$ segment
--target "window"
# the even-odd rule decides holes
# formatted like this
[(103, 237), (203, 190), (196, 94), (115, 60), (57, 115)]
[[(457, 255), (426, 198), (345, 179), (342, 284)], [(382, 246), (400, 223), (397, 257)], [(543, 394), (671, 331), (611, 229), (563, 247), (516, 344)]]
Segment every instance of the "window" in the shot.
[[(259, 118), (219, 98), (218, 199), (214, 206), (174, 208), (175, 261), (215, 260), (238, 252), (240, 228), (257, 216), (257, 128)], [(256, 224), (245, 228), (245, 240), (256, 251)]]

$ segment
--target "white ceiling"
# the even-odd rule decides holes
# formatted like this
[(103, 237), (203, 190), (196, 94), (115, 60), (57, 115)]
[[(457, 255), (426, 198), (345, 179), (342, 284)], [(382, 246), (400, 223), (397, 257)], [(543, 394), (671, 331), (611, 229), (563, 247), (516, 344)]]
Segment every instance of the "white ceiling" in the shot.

::::

• **EXERCISE DETAILS**
Can you rewrite all of the data above, swapping "the shot" for "the image" wherever it occurs and leaving everything else unchanged?

• **TASK OUTPUT**
$ segment
--target "window"
# the even-odd rule decides holes
# formatted like this
[(103, 237), (203, 190), (196, 94), (115, 60), (57, 115)]
[[(457, 255), (426, 198), (345, 179), (342, 284)], [(382, 246), (400, 223), (397, 257)], [(543, 394), (671, 331), (611, 229), (563, 247), (516, 344)]]
Segment every instance of the "window" in the image.
[[(259, 118), (219, 98), (218, 199), (214, 206), (174, 208), (175, 261), (215, 260), (238, 252), (240, 228), (257, 216), (257, 128)], [(256, 224), (245, 228), (245, 240), (256, 251)]]

$ segment
--target "white ceiling"
# the even-odd rule decides holes
# formatted like this
[(103, 237), (203, 190), (196, 94), (115, 60), (57, 115)]
[[(457, 255), (426, 198), (345, 179), (342, 284)], [(382, 246), (400, 223), (397, 257)], [(543, 394), (671, 331), (611, 229), (563, 247), (516, 344)]]
Segment every instance of the "white ceiling" in the image.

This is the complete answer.